- Exercise passage
The TUC general secretary responds to the Taylor Review. 

Unions have been criticised over the past week for our lukewarm response to the Taylor Review. According to the report’s author we were wrong to expect “quick fixes”, when “gradual change” is the order of the day. “Why aren’t you celebrating the new ‘flexibility’ the gig economy has unleashed?” others have complained.

Our response to these arguments is clear. Unions are not Luddites, and we recognise that the world of work is changing. But to understand these changes, we need to recognise that we’ve seen shifts in the balance of power in the workplace that go well beyond the replacement of a paper schedule with an app.

Years of attacks on trade unions have reduced workers’ bargaining power. This is key to understanding today’s world of work. Economic theory says that the near full employment rates should enable workers to ask for higher pay – but we’re still in the middle of the longest pay squeeze for 150 years.

And while fears of mass unemployment didn’t materialise after the economic crisis, we saw working people increasingly forced to accept jobs with less security, be it zero-hours contracts, agency work, or low-paid self-employment.

The key test for us is not whether new laws respond to new technology. It’s whether they harness it to make the world of work better, and give working people the confidence they need to negotiate better rights.

Don’t get me wrong. Matthew Taylor’s review is not without merit. We support his call for the abolishment of the Swedish Derogation – a loophole that has allowed employers to get away with paying agency workers less, even when they are doing the same job as their permanent colleagues.

Guaranteeing all workers the right to sick pay would make a real difference, as would asking employers to pay a higher rate for non-contracted hours. Payment for when shifts are cancelled at the last minute, as is now increasingly the case in the United States, was a key ask in our submission to the review.

But where the report falls short is not taking power seriously. 

The proposed new "dependent contractor status" carries real risks of downgrading people’s ability to receive a fair day’s pay for a fair day’s work. Here new technology isn’t creating new risks – it’s exacerbating old ones that we have fought to eradicate.

- Check your understanding
a) Translate into Spanish this sentence from the response to the Taylor Review: "Years of attacks on trade unions have reduced workers’ bargaining power."
b) Extend the piece responding to the Taylor Review, starting after its final sentence.

- Available data
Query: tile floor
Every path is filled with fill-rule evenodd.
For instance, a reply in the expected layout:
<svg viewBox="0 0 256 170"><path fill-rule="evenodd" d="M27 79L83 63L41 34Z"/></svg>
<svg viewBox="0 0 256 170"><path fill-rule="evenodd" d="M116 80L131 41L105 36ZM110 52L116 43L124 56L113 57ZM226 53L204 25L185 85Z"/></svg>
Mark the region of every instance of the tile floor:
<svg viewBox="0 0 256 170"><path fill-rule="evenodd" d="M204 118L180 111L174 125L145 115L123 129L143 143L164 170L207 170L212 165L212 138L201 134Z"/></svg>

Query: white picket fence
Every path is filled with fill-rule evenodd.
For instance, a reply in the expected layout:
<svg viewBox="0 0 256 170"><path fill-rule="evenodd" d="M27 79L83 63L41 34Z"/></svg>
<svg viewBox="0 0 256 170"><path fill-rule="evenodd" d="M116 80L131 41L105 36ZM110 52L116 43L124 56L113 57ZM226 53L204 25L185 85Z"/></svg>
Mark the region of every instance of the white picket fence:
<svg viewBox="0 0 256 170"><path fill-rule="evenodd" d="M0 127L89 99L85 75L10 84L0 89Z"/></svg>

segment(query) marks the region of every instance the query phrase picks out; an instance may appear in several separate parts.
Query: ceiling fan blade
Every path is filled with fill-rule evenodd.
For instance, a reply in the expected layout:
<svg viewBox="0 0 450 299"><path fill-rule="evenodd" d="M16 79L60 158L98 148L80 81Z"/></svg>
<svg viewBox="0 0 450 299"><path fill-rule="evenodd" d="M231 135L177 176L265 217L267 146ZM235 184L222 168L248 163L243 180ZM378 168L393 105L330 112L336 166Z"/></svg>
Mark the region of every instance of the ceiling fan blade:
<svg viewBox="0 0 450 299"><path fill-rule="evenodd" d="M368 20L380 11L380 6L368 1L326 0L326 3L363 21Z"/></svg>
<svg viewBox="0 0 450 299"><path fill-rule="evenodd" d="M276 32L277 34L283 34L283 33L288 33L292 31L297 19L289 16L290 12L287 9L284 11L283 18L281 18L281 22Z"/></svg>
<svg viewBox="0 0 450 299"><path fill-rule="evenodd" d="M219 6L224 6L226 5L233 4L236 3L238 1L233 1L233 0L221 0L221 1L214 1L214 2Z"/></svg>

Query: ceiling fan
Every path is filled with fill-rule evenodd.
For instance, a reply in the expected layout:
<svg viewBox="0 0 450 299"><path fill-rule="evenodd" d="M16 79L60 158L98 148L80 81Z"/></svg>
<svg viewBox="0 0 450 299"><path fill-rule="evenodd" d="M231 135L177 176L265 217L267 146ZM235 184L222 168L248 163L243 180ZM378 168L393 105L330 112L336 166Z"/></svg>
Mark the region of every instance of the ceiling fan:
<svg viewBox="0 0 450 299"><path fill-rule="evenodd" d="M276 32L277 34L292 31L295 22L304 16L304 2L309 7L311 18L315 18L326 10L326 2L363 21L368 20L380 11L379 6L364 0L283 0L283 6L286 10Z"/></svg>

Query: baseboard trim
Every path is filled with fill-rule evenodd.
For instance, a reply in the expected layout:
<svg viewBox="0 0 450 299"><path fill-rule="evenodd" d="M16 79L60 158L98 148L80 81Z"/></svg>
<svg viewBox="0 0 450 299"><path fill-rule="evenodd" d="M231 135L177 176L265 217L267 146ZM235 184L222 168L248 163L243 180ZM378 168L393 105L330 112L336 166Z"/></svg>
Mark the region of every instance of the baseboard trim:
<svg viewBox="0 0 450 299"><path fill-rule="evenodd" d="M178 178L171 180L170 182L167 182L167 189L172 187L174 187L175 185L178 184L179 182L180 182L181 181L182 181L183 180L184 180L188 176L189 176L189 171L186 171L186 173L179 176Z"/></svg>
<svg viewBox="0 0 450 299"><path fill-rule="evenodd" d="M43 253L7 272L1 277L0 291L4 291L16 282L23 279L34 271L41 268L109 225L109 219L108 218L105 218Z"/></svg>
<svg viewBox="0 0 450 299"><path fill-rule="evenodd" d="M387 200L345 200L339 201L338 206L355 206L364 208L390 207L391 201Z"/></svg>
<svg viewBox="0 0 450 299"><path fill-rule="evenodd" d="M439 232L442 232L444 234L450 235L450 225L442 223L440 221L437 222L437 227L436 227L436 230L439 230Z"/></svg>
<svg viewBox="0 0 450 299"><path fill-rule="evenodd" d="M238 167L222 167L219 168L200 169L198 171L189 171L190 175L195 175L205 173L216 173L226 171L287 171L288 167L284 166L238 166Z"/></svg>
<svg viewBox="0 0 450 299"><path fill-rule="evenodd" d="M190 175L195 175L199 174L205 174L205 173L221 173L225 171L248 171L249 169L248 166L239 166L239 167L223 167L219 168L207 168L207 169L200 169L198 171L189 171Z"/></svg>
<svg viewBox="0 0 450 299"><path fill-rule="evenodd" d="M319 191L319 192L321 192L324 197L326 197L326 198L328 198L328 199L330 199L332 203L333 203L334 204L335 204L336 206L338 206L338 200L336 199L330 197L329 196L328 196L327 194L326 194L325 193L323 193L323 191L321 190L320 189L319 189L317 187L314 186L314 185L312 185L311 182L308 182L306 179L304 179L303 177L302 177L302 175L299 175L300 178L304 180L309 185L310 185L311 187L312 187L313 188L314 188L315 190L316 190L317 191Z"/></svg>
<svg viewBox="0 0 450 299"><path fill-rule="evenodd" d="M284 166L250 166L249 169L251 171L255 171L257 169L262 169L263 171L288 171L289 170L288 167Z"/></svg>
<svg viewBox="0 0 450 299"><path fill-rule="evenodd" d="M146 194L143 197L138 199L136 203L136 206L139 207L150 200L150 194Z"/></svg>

- Expected responses
a) Años de ataques contra los sindicatos han reducido el poder de negociación de los trabajadores.

b)
It’s no surprise that we are nervous about the return of "piece rates" or payment for tasks completed, rather than hours worked. Our experience of these has been in sectors like contract cleaning and hotels, where they’re used to set unreasonable targets, and drive down pay. Forgive us for being sceptical about Uber’s record of following the letter of the law.

Taylor’s proposals on zero-hours contracts also miss the point. Those on zero hours contracts – working in low paid sectors like hospitality, caring, and retail - are dependent on their boss for the hours they need to pay their bills. A "right to request" guaranteed hours from an exploitative boss is no right at all for many workers. Those in insecure jobs are in constant fear of having their hours cut if they speak up at work. Will the "right to request" really change this?

Tilting the balance of power back towards workers is what the trade union movement exists for. But it’s also vital to delivering the better productivity and growth Britain so sorely needs.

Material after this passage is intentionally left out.